## Work to complete
Update the entries below by changing every "expected pair shape" to "expected coordinate format" and leaving everything else untouched.

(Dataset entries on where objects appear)

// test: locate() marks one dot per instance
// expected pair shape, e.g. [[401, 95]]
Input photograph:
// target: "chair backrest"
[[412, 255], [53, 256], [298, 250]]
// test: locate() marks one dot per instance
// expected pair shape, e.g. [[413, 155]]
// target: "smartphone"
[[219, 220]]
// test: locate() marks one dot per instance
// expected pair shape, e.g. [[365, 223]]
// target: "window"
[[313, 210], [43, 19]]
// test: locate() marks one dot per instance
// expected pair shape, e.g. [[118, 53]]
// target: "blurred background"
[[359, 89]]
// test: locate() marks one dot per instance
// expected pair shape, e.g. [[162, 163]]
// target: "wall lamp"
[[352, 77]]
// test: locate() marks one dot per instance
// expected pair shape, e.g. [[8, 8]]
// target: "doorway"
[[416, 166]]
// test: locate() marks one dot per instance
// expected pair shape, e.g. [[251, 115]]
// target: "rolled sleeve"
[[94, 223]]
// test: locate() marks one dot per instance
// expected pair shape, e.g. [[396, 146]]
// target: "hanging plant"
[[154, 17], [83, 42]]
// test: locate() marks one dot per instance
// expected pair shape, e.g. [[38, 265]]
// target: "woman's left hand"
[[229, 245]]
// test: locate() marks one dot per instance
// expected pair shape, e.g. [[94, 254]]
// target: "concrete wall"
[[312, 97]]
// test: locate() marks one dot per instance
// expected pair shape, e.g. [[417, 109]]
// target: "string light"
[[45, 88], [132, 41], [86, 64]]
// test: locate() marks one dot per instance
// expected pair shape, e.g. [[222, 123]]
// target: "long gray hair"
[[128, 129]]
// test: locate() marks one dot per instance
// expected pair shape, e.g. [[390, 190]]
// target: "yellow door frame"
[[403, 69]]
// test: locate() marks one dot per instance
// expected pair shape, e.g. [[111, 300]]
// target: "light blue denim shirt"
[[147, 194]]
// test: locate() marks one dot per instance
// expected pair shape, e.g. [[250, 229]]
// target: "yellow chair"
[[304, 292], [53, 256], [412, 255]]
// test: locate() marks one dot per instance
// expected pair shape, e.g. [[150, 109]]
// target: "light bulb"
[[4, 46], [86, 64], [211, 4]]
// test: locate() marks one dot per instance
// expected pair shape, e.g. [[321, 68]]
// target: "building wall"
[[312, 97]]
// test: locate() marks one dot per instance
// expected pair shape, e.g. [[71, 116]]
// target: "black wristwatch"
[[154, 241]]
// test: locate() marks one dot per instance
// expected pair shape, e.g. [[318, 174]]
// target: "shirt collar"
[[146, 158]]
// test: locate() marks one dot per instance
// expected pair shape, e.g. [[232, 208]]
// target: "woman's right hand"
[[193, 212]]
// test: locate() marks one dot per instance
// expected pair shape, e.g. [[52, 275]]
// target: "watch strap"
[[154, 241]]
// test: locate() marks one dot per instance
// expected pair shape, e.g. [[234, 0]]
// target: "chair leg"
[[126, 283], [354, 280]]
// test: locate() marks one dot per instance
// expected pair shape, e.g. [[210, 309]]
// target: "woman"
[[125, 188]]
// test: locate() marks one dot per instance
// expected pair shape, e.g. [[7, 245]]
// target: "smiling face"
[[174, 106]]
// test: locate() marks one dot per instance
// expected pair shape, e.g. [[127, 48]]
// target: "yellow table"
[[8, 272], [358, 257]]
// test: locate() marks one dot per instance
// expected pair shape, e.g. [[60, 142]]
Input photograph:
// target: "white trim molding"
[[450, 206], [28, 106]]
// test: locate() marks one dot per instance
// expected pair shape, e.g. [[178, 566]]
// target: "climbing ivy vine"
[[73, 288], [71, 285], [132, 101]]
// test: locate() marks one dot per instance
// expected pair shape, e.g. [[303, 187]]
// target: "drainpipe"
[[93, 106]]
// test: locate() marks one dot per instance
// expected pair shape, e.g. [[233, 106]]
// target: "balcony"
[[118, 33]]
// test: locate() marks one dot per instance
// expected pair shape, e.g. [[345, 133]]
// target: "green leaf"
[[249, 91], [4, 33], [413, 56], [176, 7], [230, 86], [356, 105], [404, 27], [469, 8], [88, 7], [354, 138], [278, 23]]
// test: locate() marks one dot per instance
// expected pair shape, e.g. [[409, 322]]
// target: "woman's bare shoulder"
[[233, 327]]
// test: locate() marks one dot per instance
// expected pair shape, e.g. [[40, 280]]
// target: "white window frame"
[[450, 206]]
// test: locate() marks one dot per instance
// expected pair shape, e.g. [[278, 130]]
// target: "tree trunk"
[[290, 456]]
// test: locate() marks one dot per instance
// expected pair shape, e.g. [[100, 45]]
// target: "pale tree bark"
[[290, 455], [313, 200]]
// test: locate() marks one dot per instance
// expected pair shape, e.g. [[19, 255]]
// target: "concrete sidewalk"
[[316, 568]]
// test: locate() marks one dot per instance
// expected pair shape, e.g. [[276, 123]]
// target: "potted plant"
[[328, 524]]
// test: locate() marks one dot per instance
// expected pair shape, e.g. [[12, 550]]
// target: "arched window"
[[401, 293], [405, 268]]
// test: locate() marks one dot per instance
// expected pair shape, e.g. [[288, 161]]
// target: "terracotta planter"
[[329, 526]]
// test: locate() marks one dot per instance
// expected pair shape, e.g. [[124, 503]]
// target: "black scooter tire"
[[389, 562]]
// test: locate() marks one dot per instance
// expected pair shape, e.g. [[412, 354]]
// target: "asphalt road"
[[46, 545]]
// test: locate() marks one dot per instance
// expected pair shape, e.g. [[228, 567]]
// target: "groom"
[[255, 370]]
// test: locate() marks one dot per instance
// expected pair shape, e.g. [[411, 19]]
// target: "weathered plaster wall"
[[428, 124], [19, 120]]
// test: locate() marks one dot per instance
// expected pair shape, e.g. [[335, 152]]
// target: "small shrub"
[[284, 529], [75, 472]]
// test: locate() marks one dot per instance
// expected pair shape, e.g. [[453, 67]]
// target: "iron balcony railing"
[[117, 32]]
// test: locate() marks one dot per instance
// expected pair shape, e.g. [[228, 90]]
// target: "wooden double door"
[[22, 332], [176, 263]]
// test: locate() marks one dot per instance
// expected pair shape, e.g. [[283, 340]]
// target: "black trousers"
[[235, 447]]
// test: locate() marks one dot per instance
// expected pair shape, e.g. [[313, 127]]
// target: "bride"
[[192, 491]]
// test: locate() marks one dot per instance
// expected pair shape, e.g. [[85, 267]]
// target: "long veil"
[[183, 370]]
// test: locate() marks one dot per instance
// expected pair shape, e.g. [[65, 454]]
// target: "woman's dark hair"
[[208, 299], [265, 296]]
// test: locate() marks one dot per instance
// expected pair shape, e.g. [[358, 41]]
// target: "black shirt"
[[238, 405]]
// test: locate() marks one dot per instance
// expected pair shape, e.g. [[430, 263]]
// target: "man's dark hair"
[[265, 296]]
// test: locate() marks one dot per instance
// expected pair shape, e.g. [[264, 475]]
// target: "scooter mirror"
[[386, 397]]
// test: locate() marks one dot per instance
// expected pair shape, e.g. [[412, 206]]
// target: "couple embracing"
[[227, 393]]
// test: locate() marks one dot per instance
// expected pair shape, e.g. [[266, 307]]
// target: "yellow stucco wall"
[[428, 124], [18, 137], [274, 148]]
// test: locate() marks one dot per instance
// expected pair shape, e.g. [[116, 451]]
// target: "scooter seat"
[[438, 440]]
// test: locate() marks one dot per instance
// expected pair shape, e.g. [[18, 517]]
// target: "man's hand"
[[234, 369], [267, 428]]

## Correct result
// test: locate() marks one dot per instance
// expected coordinate format, e.g. [[401, 95]]
Input photograph:
// target: "chair backrest"
[[412, 255], [53, 256], [298, 250]]
// test: locate() marks one dot per instance
// expected coordinate format, e.g. [[413, 155]]
// target: "smartphone"
[[219, 220]]
// test: locate() marks one dot per instance
// expected coordinate format, e.g. [[365, 223]]
// target: "window"
[[313, 210], [43, 19]]
// test: locate() marks one dot per instance
// expected coordinate format, e.g. [[118, 53]]
// target: "blurred background"
[[359, 89]]
// test: locate() marks one dot per instance
// expected coordinate format, e.g. [[162, 163]]
// target: "wall lamp"
[[352, 77]]
// test: locate() marks one dot per instance
// expected coordinate format, e.g. [[8, 8]]
// target: "doorway"
[[416, 166]]
// test: locate() marks one dot per instance
// expected coordinate format, e.g. [[251, 115]]
// target: "rolled sleeve"
[[94, 223]]
// test: locate() marks one dot per instance
// expected coordinate format, e.g. [[396, 146]]
// target: "hanging plant"
[[154, 17], [83, 42]]
// test: locate() marks one dot per instance
// expected coordinate format, e.g. [[38, 265]]
// target: "woman's left hand"
[[229, 245]]
// test: locate() marks one dot per instance
// expected coordinate format, e.g. [[94, 254]]
// target: "concrete wall"
[[312, 97]]
// test: locate() marks one dot per instance
// expected coordinate format, e.g. [[417, 109]]
// target: "string light"
[[45, 88], [132, 41], [86, 64]]
// test: locate() marks one dot per instance
// expected coordinate format, e.g. [[222, 123]]
// target: "long gray hair"
[[128, 129]]
// test: locate() marks one dot per instance
// expected coordinate format, e.g. [[390, 190]]
// target: "yellow door frame"
[[403, 69]]
// test: locate() marks one dot per instance
// expected coordinate format, e.g. [[111, 300]]
// target: "light blue denim shirt"
[[147, 194]]
// test: locate() marks one dot per instance
// expected coordinate format, e.g. [[250, 229]]
// target: "yellow chair"
[[304, 292], [53, 256], [412, 255]]
// test: locate() marks one dot per instance
// expected coordinate format, e.g. [[150, 109]]
// target: "light bulb"
[[4, 46], [86, 64], [211, 4]]
// test: locate() marks one dot per instance
// expected coordinate format, e.g. [[321, 68]]
// target: "building wall"
[[312, 97]]
// test: locate() marks one dot per instance
// expected coordinate format, e.g. [[71, 116]]
// target: "black wristwatch"
[[154, 241]]
// test: locate() marks one dot per instance
// expected coordinate format, e.g. [[318, 174]]
// target: "shirt collar"
[[146, 158]]
// test: locate() marks one dot per instance
// expected coordinate format, e.g. [[232, 208]]
// target: "woman's right hand"
[[193, 212]]
// test: locate() marks one dot per instance
// expected coordinate format, e.g. [[52, 275]]
// target: "watch strap"
[[154, 241]]
// test: locate() marks one dot per instance
// expected coordinate format, e.g. [[234, 0]]
// target: "chair leg"
[[126, 283], [354, 280]]
// test: locate() marks one dot per instance
// expected coordinate format, e.g. [[210, 309]]
// target: "woman"
[[125, 188]]
// test: locate() marks one dot per instance
// expected coordinate format, e.g. [[7, 245]]
// target: "smiling face"
[[174, 106]]
// test: locate() marks one dot per instance
// expected coordinate format, e.g. [[127, 48]]
// target: "yellow table"
[[8, 272], [358, 257]]
// test: locate() marks one dot per instance
// expected coordinate format, e.g. [[60, 142]]
Input photograph:
// target: "white trim molding"
[[450, 206], [28, 106]]
// test: locate() marks one dot per instance
// expected coordinate format, e.g. [[178, 566]]
// target: "climbing ivy vine"
[[73, 288], [71, 285], [132, 101]]
// test: locate() marks one dot per instance
// expected coordinate format, e.g. [[303, 187]]
// target: "drainpipe"
[[93, 106]]
// test: locate() marks one dot per instance
// expected coordinate format, e.g. [[233, 106]]
// target: "balcony"
[[118, 33]]
// test: locate() marks one dot per instance
// expected coordinate format, e.g. [[345, 133]]
// target: "green leaf"
[[249, 91], [4, 33], [413, 56], [176, 7], [230, 86], [356, 105], [404, 27], [469, 8], [88, 7], [354, 138], [278, 23]]
// test: locate() marks one dot per instance
// expected coordinate format, e.g. [[409, 322]]
// target: "woman's bare shoulder"
[[233, 327]]
// test: locate() marks one dot per instance
// expected coordinate format, e.g. [[40, 280]]
// target: "white window frame"
[[450, 206]]
// test: locate() marks one dot per instance
// expected coordinate format, e.g. [[278, 130]]
// target: "tree trunk"
[[290, 456]]
// test: locate() marks one dot per instance
// expected coordinate format, e.g. [[100, 45]]
// target: "pale tree bark"
[[290, 455], [313, 200]]
// test: locate() marks one dot per instance
// expected coordinate format, e.g. [[19, 255]]
// target: "concrete sidewalk"
[[316, 568]]
// test: locate() marks one dot per instance
// expected coordinate format, e.g. [[276, 123]]
// target: "potted plant"
[[328, 524]]
// test: locate() marks one dot per instance
// expected coordinate format, e.g. [[12, 550]]
// target: "arched window"
[[401, 293], [405, 268]]
// test: locate() marks one dot per instance
// expected coordinate format, e.g. [[288, 161]]
// target: "terracotta planter"
[[329, 526]]
// test: locate() marks one dot per instance
// expected coordinate format, e.g. [[124, 503]]
// target: "black scooter tire"
[[389, 562]]
// test: locate() marks one dot per instance
// expected coordinate format, e.g. [[412, 354]]
// target: "asphalt road"
[[46, 545]]
// test: locate() marks one dot per instance
// expected coordinate format, e.g. [[228, 567]]
// target: "groom"
[[255, 370]]
// test: locate() marks one dot per instance
// expected coordinate format, e.g. [[411, 19]]
// target: "weathered plaster wall"
[[428, 124], [19, 120]]
// test: locate() marks one dot per instance
// expected coordinate format, e.g. [[335, 152]]
// target: "small shrub"
[[284, 529], [75, 472]]
// test: locate() marks one dot per instance
// expected coordinate format, e.g. [[453, 67]]
// target: "iron balcony railing"
[[117, 32]]
// test: locate() marks one dot per instance
// expected coordinate format, e.g. [[228, 90]]
// target: "wooden double door"
[[22, 332], [176, 263]]
// test: locate() marks one dot per instance
// expected coordinate format, e.g. [[283, 340]]
// target: "black trousers"
[[235, 447]]
// test: locate() marks one dot per instance
// expected coordinate format, e.g. [[313, 127]]
// target: "bride"
[[192, 491]]
// test: locate() marks one dot per instance
// expected coordinate format, e.g. [[85, 267]]
// target: "long veil"
[[183, 370]]
// test: locate() marks one dot per instance
// expected coordinate format, e.g. [[65, 454]]
// target: "woman's dark hair"
[[208, 299], [265, 296]]
// test: locate() marks one dot per instance
// expected coordinate format, e.g. [[358, 41]]
// target: "black shirt"
[[238, 405]]
// test: locate() marks one dot per instance
// expected coordinate format, e.g. [[430, 263]]
// target: "man's dark hair"
[[265, 296]]
// test: locate() marks one dot per instance
// expected coordinate format, e.g. [[264, 475]]
// target: "scooter mirror"
[[386, 397]]
// test: locate() marks one dot per instance
// expected coordinate format, e.g. [[412, 206]]
// target: "couple embracing"
[[227, 393]]
// test: locate() marks one dot per instance
// expected coordinate format, e.g. [[266, 307]]
// target: "yellow stucco wall"
[[428, 124], [18, 137], [274, 148]]
// test: locate() marks one dot per instance
// expected coordinate format, e.g. [[116, 451]]
// target: "scooter seat"
[[438, 440]]
// test: locate() marks one dot per instance
// expected coordinate format, e.g. [[18, 517]]
// target: "man's hand"
[[234, 369], [267, 428]]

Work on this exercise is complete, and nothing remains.